What you should do: The expected output is the data itself, duplicated in full.

*****

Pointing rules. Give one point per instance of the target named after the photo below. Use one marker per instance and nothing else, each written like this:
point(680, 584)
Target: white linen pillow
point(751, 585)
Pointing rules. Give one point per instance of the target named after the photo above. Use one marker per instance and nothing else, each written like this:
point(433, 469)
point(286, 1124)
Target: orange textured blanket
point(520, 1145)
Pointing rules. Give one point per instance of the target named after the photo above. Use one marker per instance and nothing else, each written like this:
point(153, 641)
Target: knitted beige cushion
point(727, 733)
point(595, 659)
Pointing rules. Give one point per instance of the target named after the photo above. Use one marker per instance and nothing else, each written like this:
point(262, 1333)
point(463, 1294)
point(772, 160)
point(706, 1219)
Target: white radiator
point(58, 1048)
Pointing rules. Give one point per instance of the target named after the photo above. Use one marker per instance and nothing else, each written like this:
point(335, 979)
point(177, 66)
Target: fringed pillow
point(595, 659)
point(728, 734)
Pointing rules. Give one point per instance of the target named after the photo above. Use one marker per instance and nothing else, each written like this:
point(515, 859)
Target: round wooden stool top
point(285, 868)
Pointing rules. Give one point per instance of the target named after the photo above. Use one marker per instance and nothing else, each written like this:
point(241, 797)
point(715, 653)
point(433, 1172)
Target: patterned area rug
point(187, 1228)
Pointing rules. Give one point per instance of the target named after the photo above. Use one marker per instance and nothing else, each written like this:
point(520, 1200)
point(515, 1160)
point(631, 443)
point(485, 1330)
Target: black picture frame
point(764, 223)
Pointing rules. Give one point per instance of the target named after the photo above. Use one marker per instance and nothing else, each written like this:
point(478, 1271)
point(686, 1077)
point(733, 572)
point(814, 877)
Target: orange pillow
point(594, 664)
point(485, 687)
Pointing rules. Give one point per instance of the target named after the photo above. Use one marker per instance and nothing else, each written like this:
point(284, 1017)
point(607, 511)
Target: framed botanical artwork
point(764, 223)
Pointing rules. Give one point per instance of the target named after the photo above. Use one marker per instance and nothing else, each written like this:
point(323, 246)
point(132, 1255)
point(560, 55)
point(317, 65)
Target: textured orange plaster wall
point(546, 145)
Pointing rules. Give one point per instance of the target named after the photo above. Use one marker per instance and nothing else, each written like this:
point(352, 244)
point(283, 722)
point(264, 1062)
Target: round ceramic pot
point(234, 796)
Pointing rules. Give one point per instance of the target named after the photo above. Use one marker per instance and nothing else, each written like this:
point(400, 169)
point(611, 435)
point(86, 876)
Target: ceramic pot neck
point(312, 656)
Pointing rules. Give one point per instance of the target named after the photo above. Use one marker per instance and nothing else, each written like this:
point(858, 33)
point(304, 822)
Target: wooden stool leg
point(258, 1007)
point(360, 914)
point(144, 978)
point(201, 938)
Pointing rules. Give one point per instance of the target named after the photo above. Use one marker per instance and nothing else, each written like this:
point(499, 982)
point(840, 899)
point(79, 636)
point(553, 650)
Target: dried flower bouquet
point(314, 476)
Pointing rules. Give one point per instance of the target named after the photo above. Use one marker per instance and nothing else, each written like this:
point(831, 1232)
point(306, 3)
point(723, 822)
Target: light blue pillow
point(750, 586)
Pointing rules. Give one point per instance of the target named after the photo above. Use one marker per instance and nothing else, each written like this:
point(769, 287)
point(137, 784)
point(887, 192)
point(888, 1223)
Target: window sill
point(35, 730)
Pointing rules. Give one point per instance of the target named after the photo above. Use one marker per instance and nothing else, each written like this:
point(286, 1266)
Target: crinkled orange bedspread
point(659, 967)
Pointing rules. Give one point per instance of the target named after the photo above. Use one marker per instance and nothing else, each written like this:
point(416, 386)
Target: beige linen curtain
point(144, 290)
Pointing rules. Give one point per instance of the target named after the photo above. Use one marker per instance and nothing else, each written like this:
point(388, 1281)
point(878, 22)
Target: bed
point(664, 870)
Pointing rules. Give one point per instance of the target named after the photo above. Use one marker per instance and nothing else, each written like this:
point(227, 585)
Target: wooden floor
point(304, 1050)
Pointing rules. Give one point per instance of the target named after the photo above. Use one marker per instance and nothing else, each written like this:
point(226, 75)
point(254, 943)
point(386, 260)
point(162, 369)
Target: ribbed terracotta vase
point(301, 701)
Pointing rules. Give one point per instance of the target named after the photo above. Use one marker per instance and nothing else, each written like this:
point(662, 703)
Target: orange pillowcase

*****

Solution to this task:
Pointing rules. Give one point per instance of the target named after the photo below. Use one marker per instance and nothing else, each written like this:
point(680, 584)
Target: white linen pillow
point(751, 585)
Pointing rules. Give one point per instance of the target named after the photo above. Use one marker per instance and nothing else, each written like this:
point(433, 469)
point(286, 1124)
Target: orange textured blanket
point(520, 1145)
Pointing rules. Give one point per instance of the target named after the photo above. Use one marker per instance and nothing else, each written like this:
point(153, 641)
Target: knitted beige cushion
point(727, 733)
point(595, 659)
Pointing rules. Give one point per instance of the target named after the photo above. Use one marker per instance and nothing else, each written like this:
point(262, 1333)
point(463, 1294)
point(772, 160)
point(706, 1219)
Target: white radiator
point(58, 1048)
Pointing rules. Give one point per instance of the target named after the photo above. Use one marker per instance and nothing else, each written like this:
point(335, 979)
point(177, 66)
Target: fringed pillow
point(595, 659)
point(728, 734)
Pointing rules. Give one point per instance of the target named after the photo above. Use one marker per instance and nothing else, each written like this:
point(515, 859)
Target: round wooden stool top
point(285, 868)
Pointing rules. Give one point per instance of the target named after the photo above. Use one marker per instance and nothing else, each written like this:
point(241, 797)
point(715, 653)
point(433, 1172)
Target: patterned area rug
point(187, 1228)
Pointing rules. Give one point per instance of the target named after the photo above. Use one marker per instance and nothing else, each written like this:
point(520, 1200)
point(515, 1160)
point(631, 443)
point(485, 1330)
Target: black picture frame
point(764, 223)
Pointing rules. Give one point per instance of the target named after the photo above. Use one marker per instance and nothing else, each written like this:
point(478, 1271)
point(686, 1077)
point(733, 572)
point(814, 877)
Target: orange pillow
point(594, 664)
point(485, 687)
Pointing rules. Give one point per instance of the target named after the photo above. Use one marker per instance and nothing else, each written like this:
point(284, 1017)
point(607, 511)
Target: framed botanical artwork
point(764, 223)
Pointing rules. Give one point per instance of the target named after the photo above. Use one marker per instance and nothing else, each written like this:
point(323, 246)
point(132, 1255)
point(560, 55)
point(317, 65)
Target: textured orange plaster wall
point(546, 145)
Pointing rules. Give one point per instance of the target named after the photo above. Use one marker per instance and nothing else, each written like this:
point(352, 244)
point(283, 722)
point(264, 1062)
Target: round ceramic pot
point(234, 796)
Pointing rules. Give one point per instance of the target named after the photo above. Use one marker per instance and nothing else, each written like this:
point(400, 169)
point(611, 435)
point(86, 876)
Target: ceramic pot neck
point(312, 656)
Pointing rules. Give one point per instance of the target named after the photo above. Use one marker per instance and nothing else, each written like this:
point(858, 33)
point(304, 822)
Target: wooden stool leg
point(258, 1007)
point(360, 914)
point(144, 978)
point(201, 938)
Pointing rules. Give one point per instance of the target named after the photo above. Use one marker per instance and nothing else, each written like this:
point(499, 982)
point(840, 899)
point(79, 636)
point(553, 650)
Target: dried flower bouquet
point(314, 476)
Pointing rules. Give one point per instance of the target named after the photo above. Use one marker per instance and nothing else, each written like this:
point(831, 1232)
point(306, 3)
point(723, 822)
Target: light blue pillow
point(750, 586)
Pointing rules. Give one point per instance of the target named after the photo above. Use one marker per instance and nothing else, each written like this:
point(769, 287)
point(137, 784)
point(887, 192)
point(888, 1223)
Target: window sill
point(35, 730)
Pointing rules. Give one point per instance of the target named after the photo above. Use one marker per instance and nothing else, each written like this:
point(286, 1266)
Target: crinkled orange bedspread
point(659, 967)
Pointing rules. Give one point per instance of the target named after the photo above. Use one marker per instance and nothing else, each written like this:
point(416, 386)
Target: beige linen curtain
point(144, 290)
Pointing rules. Give one point per instance of the target named after the photo above. Use one marker per instance and nothing else, each written like this:
point(388, 1281)
point(878, 22)
Target: bed
point(664, 870)
Pointing rules. Give one point per instance of the target named after the photo above. Use one marker per instance and nothing else, each written like this:
point(227, 585)
Target: wooden floor
point(304, 1050)
Pointing rules. Give one point per instance of the target named after the photo above. Use one marker per instance and nothing else, each written like this:
point(226, 75)
point(254, 943)
point(386, 260)
point(162, 369)
Target: ribbed terracotta vase
point(301, 701)
Pointing rules. Give one point per instance of the target named after the photo above. Use one marker per instance and nothing else, each written like this:
point(662, 703)
Target: orange pillowcase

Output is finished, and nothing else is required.